• _Set exercise_
Rewrite the records below as a JSON list of strings, covering everything from the line containing "the donkey's ear." down to the last line of the records, both ends included. Each line becomes one string, and blank lines are omitted.

-- START Data for the task --

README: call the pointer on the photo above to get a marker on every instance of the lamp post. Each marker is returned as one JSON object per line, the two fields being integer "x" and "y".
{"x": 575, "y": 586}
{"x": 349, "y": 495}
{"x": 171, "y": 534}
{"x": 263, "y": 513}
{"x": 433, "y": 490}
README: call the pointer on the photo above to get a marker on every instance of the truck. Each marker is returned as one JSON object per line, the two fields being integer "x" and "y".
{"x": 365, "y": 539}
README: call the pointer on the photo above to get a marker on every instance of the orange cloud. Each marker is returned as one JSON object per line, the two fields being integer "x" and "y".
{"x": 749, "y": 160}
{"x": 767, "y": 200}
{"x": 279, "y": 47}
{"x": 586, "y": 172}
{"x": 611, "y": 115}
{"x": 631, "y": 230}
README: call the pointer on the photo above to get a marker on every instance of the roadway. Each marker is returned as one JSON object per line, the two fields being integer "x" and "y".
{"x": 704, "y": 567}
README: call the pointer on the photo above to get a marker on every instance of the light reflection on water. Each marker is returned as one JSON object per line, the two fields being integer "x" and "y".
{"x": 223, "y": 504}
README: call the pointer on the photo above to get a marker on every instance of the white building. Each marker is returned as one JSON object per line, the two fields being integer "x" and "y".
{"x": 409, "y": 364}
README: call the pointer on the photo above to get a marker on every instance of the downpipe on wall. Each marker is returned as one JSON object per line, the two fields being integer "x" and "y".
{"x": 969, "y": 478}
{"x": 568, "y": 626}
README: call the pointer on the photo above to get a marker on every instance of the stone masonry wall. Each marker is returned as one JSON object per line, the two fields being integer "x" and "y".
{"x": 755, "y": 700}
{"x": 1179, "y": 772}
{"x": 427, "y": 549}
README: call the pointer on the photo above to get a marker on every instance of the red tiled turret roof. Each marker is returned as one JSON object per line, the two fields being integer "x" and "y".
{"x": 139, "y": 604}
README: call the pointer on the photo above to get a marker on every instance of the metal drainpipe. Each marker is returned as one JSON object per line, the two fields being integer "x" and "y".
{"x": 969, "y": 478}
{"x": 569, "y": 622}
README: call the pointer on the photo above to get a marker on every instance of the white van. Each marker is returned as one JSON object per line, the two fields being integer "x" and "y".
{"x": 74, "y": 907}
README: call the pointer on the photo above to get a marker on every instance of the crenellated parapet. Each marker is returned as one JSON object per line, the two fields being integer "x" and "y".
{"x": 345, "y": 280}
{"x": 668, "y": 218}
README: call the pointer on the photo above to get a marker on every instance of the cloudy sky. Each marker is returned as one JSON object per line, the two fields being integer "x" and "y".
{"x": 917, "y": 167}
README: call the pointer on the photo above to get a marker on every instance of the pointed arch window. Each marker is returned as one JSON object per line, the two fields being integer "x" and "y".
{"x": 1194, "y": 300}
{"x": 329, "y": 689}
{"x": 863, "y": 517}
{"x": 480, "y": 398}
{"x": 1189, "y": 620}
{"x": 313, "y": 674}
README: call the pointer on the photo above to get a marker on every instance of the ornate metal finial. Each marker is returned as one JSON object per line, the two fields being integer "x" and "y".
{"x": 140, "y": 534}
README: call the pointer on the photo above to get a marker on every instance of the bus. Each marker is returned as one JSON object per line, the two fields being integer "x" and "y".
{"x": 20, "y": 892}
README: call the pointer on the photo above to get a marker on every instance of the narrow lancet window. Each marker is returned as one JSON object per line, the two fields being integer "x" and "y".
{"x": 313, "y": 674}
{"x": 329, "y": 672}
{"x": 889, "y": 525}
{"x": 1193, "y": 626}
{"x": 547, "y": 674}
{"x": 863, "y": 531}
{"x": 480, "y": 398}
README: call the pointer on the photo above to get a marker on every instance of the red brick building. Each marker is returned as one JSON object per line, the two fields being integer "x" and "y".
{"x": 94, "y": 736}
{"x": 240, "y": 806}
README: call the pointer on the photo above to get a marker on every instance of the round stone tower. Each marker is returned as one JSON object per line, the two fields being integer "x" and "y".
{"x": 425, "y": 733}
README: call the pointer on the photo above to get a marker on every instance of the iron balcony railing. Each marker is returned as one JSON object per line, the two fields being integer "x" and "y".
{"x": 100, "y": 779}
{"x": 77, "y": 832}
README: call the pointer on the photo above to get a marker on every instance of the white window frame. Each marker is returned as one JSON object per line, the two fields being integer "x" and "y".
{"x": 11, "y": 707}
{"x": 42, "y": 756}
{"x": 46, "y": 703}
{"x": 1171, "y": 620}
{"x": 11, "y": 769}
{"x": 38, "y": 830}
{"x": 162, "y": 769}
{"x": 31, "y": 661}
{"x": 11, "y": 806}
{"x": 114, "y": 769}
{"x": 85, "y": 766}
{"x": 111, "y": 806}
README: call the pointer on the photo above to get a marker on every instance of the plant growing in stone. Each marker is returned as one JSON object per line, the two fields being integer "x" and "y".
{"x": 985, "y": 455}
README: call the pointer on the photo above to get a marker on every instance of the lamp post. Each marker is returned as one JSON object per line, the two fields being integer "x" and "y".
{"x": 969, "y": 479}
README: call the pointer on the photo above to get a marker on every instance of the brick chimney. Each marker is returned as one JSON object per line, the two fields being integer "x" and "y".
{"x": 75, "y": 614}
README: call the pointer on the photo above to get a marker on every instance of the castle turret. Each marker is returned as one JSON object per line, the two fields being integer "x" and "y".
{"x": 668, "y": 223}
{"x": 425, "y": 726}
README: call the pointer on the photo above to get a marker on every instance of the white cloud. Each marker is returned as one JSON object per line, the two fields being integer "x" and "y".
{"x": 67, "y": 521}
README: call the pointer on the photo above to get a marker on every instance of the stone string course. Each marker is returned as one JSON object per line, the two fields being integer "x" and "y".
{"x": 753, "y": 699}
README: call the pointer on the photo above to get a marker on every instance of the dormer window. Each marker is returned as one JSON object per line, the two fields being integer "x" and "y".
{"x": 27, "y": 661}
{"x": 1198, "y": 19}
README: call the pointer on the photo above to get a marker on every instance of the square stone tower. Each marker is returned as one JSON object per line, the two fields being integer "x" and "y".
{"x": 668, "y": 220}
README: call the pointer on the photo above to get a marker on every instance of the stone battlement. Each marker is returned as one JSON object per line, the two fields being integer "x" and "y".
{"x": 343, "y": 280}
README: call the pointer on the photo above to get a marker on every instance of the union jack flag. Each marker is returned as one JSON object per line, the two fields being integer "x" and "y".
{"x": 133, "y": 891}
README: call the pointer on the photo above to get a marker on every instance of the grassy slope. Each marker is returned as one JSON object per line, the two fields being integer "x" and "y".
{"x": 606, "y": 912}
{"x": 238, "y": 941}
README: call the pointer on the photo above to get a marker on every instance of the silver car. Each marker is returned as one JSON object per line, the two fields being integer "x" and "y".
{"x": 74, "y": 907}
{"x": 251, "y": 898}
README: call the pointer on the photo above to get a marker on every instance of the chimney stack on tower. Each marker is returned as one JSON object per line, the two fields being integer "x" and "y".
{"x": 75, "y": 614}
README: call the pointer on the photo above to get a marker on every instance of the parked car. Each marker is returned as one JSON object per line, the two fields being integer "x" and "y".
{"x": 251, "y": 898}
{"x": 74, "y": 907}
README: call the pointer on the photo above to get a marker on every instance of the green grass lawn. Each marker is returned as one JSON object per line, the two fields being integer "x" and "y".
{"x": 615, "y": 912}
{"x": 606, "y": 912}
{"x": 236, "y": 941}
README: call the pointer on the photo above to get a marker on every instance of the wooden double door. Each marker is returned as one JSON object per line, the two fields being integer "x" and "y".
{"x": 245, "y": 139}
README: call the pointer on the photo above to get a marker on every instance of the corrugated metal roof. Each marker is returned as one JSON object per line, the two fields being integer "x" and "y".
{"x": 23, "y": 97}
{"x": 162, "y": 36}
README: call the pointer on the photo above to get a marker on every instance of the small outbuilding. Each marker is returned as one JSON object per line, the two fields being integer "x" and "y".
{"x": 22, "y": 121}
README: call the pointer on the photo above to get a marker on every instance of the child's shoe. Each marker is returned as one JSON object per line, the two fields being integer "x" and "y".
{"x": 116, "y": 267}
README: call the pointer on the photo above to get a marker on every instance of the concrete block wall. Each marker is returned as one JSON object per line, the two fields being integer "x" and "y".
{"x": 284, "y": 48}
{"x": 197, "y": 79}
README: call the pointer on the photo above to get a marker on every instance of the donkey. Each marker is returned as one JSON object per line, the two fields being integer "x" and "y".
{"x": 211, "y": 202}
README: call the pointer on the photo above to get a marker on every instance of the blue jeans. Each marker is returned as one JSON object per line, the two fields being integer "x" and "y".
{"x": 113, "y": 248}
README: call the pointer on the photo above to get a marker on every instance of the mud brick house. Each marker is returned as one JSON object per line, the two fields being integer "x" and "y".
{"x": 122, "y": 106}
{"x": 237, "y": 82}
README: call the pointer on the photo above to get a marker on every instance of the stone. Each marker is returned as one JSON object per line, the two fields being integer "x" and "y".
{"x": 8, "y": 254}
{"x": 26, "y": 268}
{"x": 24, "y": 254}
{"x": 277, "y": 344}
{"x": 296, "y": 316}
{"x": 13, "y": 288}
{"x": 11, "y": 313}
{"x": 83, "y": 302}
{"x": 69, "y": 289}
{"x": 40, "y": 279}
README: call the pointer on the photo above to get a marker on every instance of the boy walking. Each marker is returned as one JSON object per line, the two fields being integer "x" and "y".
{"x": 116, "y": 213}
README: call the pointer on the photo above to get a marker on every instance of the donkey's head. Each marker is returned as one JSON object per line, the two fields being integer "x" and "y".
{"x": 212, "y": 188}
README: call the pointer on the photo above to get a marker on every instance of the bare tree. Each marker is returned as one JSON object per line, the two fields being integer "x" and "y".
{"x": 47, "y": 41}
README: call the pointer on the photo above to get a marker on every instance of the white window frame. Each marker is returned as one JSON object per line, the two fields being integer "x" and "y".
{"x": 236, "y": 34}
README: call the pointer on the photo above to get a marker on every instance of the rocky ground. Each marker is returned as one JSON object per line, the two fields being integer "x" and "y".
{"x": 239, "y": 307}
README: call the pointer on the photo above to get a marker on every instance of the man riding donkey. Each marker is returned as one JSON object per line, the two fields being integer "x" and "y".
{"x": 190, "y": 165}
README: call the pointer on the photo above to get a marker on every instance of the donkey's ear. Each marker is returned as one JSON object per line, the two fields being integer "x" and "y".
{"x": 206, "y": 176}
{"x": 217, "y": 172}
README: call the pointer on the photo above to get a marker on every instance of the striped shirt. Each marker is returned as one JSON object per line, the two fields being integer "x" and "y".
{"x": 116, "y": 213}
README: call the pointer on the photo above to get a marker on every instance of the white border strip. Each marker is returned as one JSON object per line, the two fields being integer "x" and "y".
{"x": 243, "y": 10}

-- END Data for the task --

• _The solution_
[
  "README: call the pointer on the photo above to get a marker on every instance of the donkey's ear. Each marker is returned as one JSON object per line, the two fields being integer \"x\" and \"y\".",
  "{\"x\": 206, \"y\": 176}",
  "{\"x\": 217, \"y\": 172}",
  "README: call the pointer on the photo above to get a marker on every instance of the striped shirt. Each marker is returned as one JSON object per line, the two fields being integer \"x\" and \"y\".",
  "{\"x\": 116, \"y\": 213}",
  "README: call the pointer on the photo above to get a marker on every instance of the white border strip. Each marker is returned as one JSON object per line, the two fields being integer \"x\" and \"y\".",
  "{\"x\": 243, \"y\": 10}"
]